-- start --

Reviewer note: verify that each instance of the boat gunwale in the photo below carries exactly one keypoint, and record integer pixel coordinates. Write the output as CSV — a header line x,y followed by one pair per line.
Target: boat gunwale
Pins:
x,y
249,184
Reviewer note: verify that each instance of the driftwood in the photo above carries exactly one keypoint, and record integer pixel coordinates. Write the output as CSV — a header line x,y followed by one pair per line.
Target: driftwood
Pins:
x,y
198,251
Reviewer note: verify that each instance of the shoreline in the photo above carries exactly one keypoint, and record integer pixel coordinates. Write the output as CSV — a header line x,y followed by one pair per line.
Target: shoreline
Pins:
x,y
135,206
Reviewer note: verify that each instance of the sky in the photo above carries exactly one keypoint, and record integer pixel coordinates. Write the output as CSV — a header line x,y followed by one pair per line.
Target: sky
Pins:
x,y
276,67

-- end --

Retype all four rows above, keeping every character unchanged.

## EXERCISE RESULT:
Reviewer note: verify that each instance of the boat gunwale in the photo below carries exactly one keypoint, and record integer pixel coordinates. Write the output as CSV — a header line x,y followed by one pair per line.
Target: boat gunwale
Pins:
x,y
249,184
Reviewer note: verify that each instance of the driftwood in the photo above carries exactly one keypoint, and record integer pixel coordinates. Write the output as CSV — a header line x,y followed by one pair per line.
Target: driftwood
Pins:
x,y
198,251
Reviewer note: verify that each instance of the shoreline in the photo above carries exactly one keypoint, and record integer pixel coordinates. Write the output as CSV — a header line x,y followed by one pair per line.
Target: shoreline
Pins:
x,y
135,206
Reviewer note: verify that each instance of the sky in the photo above carries exactly one keypoint, and record integer pixel coordinates. Write the output as CSV — a header line x,y followed by one pair per line.
Target: sky
Pins:
x,y
276,67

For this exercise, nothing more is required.